AIM OF THE EXERCISE.
Wherever the word "salt" turns up in a line of the entries, copy that line.

DATA SUPPLIED.
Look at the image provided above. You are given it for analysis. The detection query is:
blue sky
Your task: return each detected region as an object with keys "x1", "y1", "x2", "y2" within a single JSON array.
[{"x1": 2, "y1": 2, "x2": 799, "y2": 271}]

...

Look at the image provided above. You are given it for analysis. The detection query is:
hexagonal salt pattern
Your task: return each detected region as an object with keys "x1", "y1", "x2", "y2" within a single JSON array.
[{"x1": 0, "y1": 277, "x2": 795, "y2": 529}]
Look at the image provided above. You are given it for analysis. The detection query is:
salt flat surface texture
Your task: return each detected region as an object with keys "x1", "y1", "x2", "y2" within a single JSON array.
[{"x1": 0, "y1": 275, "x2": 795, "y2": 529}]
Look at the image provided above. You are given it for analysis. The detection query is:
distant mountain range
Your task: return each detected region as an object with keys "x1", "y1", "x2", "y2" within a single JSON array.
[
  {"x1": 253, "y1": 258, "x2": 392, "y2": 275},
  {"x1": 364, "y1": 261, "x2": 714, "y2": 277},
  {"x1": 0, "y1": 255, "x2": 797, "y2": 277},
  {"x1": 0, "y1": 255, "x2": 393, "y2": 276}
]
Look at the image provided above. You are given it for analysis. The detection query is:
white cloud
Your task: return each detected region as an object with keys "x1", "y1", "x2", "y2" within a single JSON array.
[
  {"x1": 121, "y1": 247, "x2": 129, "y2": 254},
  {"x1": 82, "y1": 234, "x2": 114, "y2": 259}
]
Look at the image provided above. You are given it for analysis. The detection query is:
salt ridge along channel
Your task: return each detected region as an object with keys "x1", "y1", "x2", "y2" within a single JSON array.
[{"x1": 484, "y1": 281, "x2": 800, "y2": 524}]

...

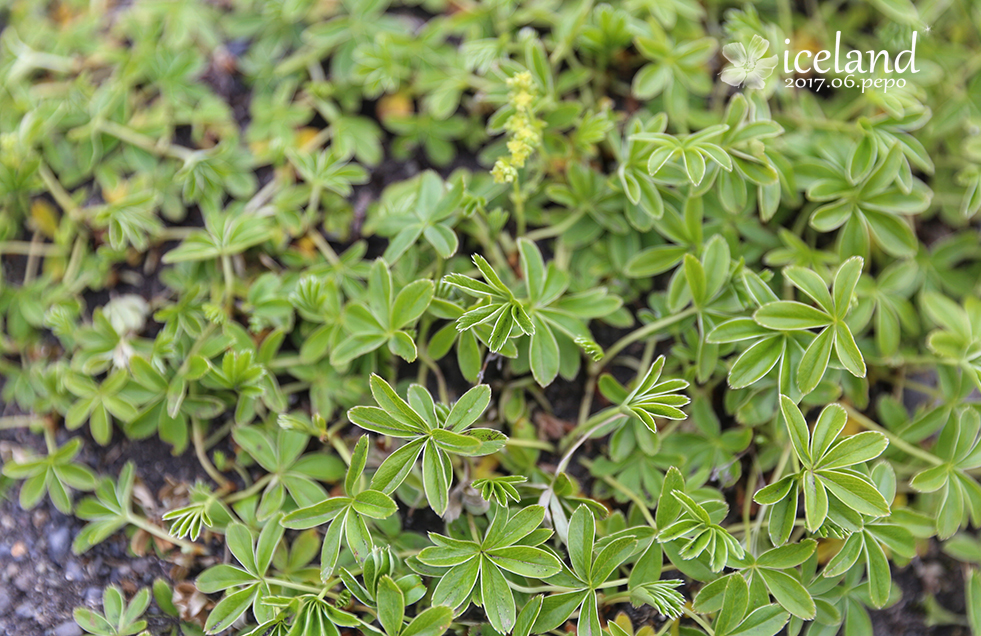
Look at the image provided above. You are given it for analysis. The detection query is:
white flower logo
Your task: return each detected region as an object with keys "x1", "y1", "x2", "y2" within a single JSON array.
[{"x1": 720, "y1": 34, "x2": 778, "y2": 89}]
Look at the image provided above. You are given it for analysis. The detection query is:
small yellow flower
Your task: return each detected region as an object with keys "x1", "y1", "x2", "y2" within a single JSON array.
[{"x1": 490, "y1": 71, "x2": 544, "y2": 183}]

YOUR RESPONSE.
hexagonal salt pattern
salt flat surface texture
salt ridge along channel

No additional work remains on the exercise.